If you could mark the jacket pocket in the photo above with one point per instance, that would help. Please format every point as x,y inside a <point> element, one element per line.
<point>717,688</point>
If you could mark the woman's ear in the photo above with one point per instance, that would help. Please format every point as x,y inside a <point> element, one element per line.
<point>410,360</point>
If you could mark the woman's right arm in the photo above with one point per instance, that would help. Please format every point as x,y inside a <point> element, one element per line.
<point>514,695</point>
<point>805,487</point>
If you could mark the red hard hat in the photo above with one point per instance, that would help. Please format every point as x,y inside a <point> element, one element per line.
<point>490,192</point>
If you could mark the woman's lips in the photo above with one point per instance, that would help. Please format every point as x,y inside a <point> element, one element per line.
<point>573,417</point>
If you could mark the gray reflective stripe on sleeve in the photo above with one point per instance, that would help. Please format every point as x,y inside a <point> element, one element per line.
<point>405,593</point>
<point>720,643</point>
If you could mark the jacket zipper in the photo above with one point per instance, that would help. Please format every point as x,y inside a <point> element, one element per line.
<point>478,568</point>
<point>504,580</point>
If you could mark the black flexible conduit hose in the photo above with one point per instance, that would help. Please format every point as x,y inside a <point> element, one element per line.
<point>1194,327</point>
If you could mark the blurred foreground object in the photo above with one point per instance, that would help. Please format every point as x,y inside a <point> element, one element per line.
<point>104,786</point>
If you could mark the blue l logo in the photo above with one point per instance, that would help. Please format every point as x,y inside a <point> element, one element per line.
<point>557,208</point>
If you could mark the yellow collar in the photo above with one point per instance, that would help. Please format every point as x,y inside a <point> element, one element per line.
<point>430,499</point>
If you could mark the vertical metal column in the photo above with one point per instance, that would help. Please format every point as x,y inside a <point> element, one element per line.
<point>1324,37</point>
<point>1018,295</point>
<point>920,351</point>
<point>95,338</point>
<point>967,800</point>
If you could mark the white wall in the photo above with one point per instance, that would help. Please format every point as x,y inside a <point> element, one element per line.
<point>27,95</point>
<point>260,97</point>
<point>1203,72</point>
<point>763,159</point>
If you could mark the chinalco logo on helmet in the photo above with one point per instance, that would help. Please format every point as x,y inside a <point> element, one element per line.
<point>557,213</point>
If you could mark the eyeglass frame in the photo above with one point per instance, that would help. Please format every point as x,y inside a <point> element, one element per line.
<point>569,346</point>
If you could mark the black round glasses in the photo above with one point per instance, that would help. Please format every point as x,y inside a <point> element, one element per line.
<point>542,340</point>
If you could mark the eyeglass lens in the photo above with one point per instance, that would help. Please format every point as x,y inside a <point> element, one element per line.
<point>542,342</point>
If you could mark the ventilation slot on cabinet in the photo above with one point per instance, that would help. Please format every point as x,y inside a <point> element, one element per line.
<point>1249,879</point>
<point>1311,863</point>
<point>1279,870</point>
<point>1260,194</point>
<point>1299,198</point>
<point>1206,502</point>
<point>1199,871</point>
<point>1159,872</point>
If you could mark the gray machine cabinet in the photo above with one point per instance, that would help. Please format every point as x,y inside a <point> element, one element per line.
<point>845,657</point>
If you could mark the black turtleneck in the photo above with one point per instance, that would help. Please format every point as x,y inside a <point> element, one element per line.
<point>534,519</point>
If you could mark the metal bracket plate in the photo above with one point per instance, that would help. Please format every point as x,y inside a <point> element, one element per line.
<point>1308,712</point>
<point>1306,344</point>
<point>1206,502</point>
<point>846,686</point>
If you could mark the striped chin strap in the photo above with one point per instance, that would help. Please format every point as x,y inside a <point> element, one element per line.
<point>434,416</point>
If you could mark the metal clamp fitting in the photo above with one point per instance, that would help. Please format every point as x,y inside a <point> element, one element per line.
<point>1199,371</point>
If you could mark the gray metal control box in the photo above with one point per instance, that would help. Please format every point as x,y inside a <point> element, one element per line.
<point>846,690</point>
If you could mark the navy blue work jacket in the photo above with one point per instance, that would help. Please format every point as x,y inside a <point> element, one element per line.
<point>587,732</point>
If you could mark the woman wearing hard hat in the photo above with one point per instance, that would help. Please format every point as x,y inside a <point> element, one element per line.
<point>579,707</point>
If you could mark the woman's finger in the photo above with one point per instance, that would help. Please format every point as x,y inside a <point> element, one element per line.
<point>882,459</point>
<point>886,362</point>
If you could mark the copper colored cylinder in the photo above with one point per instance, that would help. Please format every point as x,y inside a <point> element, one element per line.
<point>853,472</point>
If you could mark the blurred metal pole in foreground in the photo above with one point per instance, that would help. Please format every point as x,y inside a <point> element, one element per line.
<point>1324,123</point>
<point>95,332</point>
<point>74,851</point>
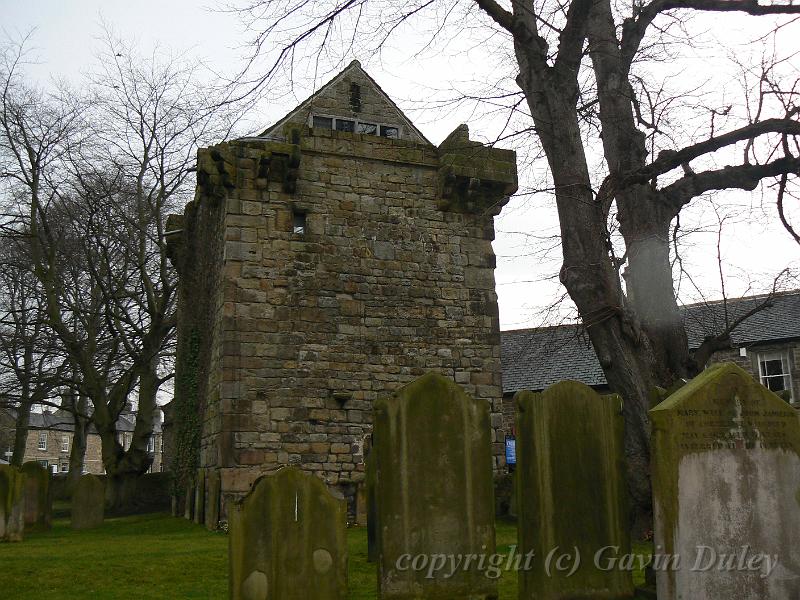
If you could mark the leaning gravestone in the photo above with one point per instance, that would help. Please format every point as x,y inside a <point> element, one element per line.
<point>38,496</point>
<point>726,483</point>
<point>12,504</point>
<point>571,493</point>
<point>287,540</point>
<point>434,492</point>
<point>88,502</point>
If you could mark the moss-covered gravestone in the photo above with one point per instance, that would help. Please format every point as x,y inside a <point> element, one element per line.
<point>88,502</point>
<point>571,494</point>
<point>287,540</point>
<point>200,497</point>
<point>434,492</point>
<point>212,499</point>
<point>12,504</point>
<point>38,496</point>
<point>726,483</point>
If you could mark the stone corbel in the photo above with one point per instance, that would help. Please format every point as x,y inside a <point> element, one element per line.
<point>474,178</point>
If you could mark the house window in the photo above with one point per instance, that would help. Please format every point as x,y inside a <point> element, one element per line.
<point>773,369</point>
<point>367,128</point>
<point>298,223</point>
<point>323,122</point>
<point>355,126</point>
<point>345,125</point>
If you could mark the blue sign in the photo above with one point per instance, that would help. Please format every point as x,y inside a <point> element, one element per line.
<point>511,451</point>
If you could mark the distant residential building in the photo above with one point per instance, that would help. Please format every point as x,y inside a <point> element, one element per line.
<point>766,344</point>
<point>50,434</point>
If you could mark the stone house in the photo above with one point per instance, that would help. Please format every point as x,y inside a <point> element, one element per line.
<point>766,344</point>
<point>324,263</point>
<point>49,441</point>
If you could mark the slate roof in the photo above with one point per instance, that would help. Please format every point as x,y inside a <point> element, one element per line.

● **WHAT THIS TASK INVOLVES**: Go through the material above and repeat it exactly. Omit the pictures.

● **RESPONSE TO THE EXERCISE**:
If you could mark the jacket pocket in the photo above with one point per instance, that would help. Please format every point as x,y inside a <point> element, one element per line.
<point>717,688</point>
If you could mark the woman's ear in the photo above with one point per instance, that would help. Please format every point as x,y inside a <point> element, one element per line.
<point>410,360</point>
If you could mark the woman's right arm in the photo above with one point per instance, that would help. Please format every point as x,y inside a <point> element, one element per line.
<point>514,695</point>
<point>805,487</point>
If you could mark the red hard hat in the photo above with one point per instance, that would help. Please format every point as x,y inside a <point> element, one element per line.
<point>490,192</point>
If you could mark the woman's lips in the photo above with one point per instance, that would help. Please format every point as x,y inside a <point> element, one element per line.
<point>573,417</point>
If you could mark the gray reflective stripe on sleeve in the photo above with one point per instance, that would help. Please format every point as x,y inside a <point> element, one element per line.
<point>405,593</point>
<point>720,643</point>
If you could mark the jacket zipper in the photo above with one point per instance, that would help. Please format every point as x,y inside a <point> element, one element per line.
<point>478,568</point>
<point>504,580</point>
If you could mark the black flexible conduit hose in the photo above with one point per instance, that would help. Please format every point as x,y inside a <point> element, one element per line.
<point>1194,327</point>
If you could mark the blurred foreground object in the photo above with one point per instance, that would help. Please format every point as x,y inside a <point> element, one element per line.
<point>104,786</point>
If you could mark the blue l logo in the photo above with one point per instance, that would help. Please format every point as x,y inside a <point> element, one element per line.
<point>557,208</point>
If you could mark the yellow collar in the photo above with one point per instance, that would help. Please format every point as x,y inside a <point> element, one element per line.
<point>430,499</point>
If you could mark the vertical metal column in the photo above with one point per instance, that would help. Please format every point as x,y inside a <point> element, one element per line.
<point>1324,37</point>
<point>1018,295</point>
<point>920,351</point>
<point>95,338</point>
<point>967,800</point>
If you could mark the white wall in the photo above with one point per instance, that would help. Please format every point as x,y inside a <point> element, one element per line.
<point>27,95</point>
<point>260,97</point>
<point>1203,72</point>
<point>763,159</point>
If you could mark the chinalco logo on helmet in the photo above with one point per instance, that would help. Please format every point as x,y inside a <point> element, one element per line.
<point>557,213</point>
If you could mark the eyeglass frame in the photo above with one point per instance, that would help. Please format every point as x,y inside a <point> element, one element per line.
<point>569,346</point>
If you could mark the black round glasses in the photo above with one point per instance, that would help. Please format every point as x,y inside a <point> element, one element per line.
<point>542,340</point>
If you could mark the eyeglass lens in the photo above with one point per instance, that would help. Please format every point as x,y inside a <point> element, one element per line.
<point>542,342</point>
If you could mark the ventilation slot on cabinet in the photo above with one point per instance, that would help. Please format every point as x,y inside a <point> element, one element per line.
<point>1249,879</point>
<point>1311,863</point>
<point>1279,870</point>
<point>1260,194</point>
<point>1299,198</point>
<point>1206,502</point>
<point>1199,871</point>
<point>1159,872</point>
If you could mark the gray machine cabinet in the photo above with one point per instance, that would help. Please format every point as x,y inside a <point> element, one element per line.
<point>845,657</point>
If you could mark the black turtleneck in the photo above with one point per instance, that would help. Please format every point as x,y inside a <point> element, one element per line.
<point>534,519</point>
If you could mark the metal bracket plate in the photo above with one point per instance, that would help. Please format every point as x,y inside a <point> element, one element per line.
<point>1308,712</point>
<point>1306,344</point>
<point>1206,502</point>
<point>846,686</point>
If you could mark the striped chin strap in the photo above with one point per instance, that would help. Please format every point as x,y inside a <point> element, one element per line.
<point>434,416</point>
If you could mark the metal clamp fitting in the photo above with one point per instance, that would help. Please format every point as x,y inside a <point> element, one element per line.
<point>1199,371</point>
If you could mark the gray metal control box in the photo above with one point per instance, that would help. Please format every point as x,y inside a <point> element, one element per line.
<point>846,690</point>
If you could mark the navy blue work jacket in the photo above with one point per instance, that would help. Please format every point as x,y inside a <point> element, one element per line.
<point>587,732</point>
If you could mark the woman wearing hard hat in the photo above with one point per instance, that would help. Please format every point as x,y inside a <point> element, one element per line.
<point>579,707</point>
If you could mark the woman's finger in the photo above with one point per instance, that would help. Please format every point as x,y inside a <point> element, one element per line.
<point>882,459</point>
<point>886,362</point>
If you could mark the copper colored cylinder in the photo above with one point per instance, that would help. Please format every point as x,y inside a <point> element, one element per line.
<point>853,472</point>
If you could mark the blurred metal pole in foreground in the photo above with one point per instance, that would help. Please format every point as x,y inside a <point> element, one element per line.
<point>1324,123</point>
<point>95,332</point>
<point>74,851</point>
If you could mark the leaning gravestone in the photo above with one point per instance, that would help. Please format every point as x,y inside a <point> element, one element per line.
<point>38,496</point>
<point>726,483</point>
<point>12,504</point>
<point>571,493</point>
<point>287,540</point>
<point>434,492</point>
<point>88,502</point>
If you could mark the moss-covered gravestone in the photo above with one point per instance, that would help. Please format every point as x,y inside a <point> element, one element per line.
<point>88,502</point>
<point>571,494</point>
<point>287,540</point>
<point>200,497</point>
<point>434,492</point>
<point>212,499</point>
<point>12,504</point>
<point>38,496</point>
<point>726,483</point>
If you could mark the stone corbel in the photo above with one point per instance, that would help. Please format every point as x,y inside a <point> element, one element per line.
<point>474,178</point>
If you could mark the house window in the photo above with one point per instance, that would help. Please format every point as x,y inside a <point> element, one element per line.
<point>773,369</point>
<point>367,128</point>
<point>298,223</point>
<point>323,122</point>
<point>355,126</point>
<point>345,125</point>
If you could mark the blue sign in the photo above with one point per instance, that would help. Please format every point as x,y inside a <point> element, one element per line.
<point>511,451</point>
If you could mark the distant residential building in the photo above with one point per instance, that would help. Please format every point as x,y inside a <point> element, one element per line.
<point>766,344</point>
<point>50,434</point>
If you could mark the stone house in the photo above with one point per instance, that would help. Please format every point as x,y inside a <point> element, one element per line.
<point>766,344</point>
<point>324,263</point>
<point>49,441</point>
If you could mark the slate roof in the photo above with one point per instance, that would help. Please format every point as x,y inside a <point> element, one element per line.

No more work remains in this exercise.